### THE EXERCISE
Copy the listing, replacing each instance of "thickest part" with "widest part" and leaving all other text untouched.

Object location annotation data

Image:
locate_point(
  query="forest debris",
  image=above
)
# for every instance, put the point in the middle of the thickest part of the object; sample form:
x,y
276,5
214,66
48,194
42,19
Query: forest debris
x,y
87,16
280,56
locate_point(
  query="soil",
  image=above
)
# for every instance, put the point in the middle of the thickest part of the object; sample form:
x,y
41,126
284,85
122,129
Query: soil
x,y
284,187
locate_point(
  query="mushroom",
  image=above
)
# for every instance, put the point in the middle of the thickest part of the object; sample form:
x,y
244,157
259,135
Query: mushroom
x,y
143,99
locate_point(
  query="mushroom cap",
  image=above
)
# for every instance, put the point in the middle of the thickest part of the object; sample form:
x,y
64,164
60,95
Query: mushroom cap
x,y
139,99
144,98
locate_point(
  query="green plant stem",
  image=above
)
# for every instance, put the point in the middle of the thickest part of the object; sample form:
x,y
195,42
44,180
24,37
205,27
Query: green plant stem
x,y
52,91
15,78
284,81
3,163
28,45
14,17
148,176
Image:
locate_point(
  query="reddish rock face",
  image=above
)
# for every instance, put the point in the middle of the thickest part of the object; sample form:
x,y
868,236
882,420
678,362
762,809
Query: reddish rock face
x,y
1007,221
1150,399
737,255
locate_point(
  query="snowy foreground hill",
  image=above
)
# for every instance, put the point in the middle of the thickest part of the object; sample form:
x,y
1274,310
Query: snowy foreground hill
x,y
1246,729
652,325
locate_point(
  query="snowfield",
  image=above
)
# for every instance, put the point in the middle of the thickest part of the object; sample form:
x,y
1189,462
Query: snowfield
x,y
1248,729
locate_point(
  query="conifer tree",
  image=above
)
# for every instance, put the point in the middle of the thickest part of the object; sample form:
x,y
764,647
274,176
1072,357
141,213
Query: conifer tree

### SOLUTION TO THE EXERCISE
Image:
locate_point(
  query="forest debris",
  image=above
)
# for every instance, put the point in the middle of the widest part of the object; sample form:
x,y
276,5
214,66
48,194
42,19
Query: forest debris
x,y
87,16
280,56
locate_point(
  query="soil",
  image=above
)
# for every instance, put the point in the middle of the widest part of the object; sample form:
x,y
41,126
284,85
122,129
Query: soil
x,y
284,187
locate_point(
  query="mushroom",
  image=above
)
# for every instance, put the point in the middle of the widest part of the object; sample form:
x,y
244,157
259,135
Query: mushroom
x,y
143,99
locate_point(
  query="mushroom cap",
  image=above
)
# for every instance, put the point in the middle of the widest part of the object; sample form:
x,y
64,164
60,95
Query: mushroom cap
x,y
139,99
144,98
locate_point(
  query="green plant stem",
  image=above
)
# for every instance, put the point in the middle of the widest part of the object; sample form:
x,y
195,42
44,180
24,37
205,27
Query: green plant stem
x,y
52,91
15,78
284,81
3,163
28,45
14,17
148,176
Image:
locate_point(
  query="reddish rock face",
  image=above
)
# for every instance, put the point in the middle of the widest part of the object; sample form:
x,y
868,236
882,420
678,362
762,809
Query: reddish rock face
x,y
1007,221
1150,399
737,255
locate_point(
  query="snowy foreground hill",
  image=above
)
# for every instance, put the point in the middle of the widest part of the object; sample form:
x,y
1274,310
Query: snowy foreground hill
x,y
1246,729
652,325
locate_point(
  query="snowfield",
  image=above
)
# for every instance, put the point in the middle of the widest part of the object; sample form:
x,y
1189,462
Query: snowfield
x,y
1248,729
locate_point(
  query="conifer tree",
  image=above
)
# for every instance, put the point in the middle of the widest part of the object; sample form:
x,y
764,647
274,176
1072,357
141,213
Query: conifer tree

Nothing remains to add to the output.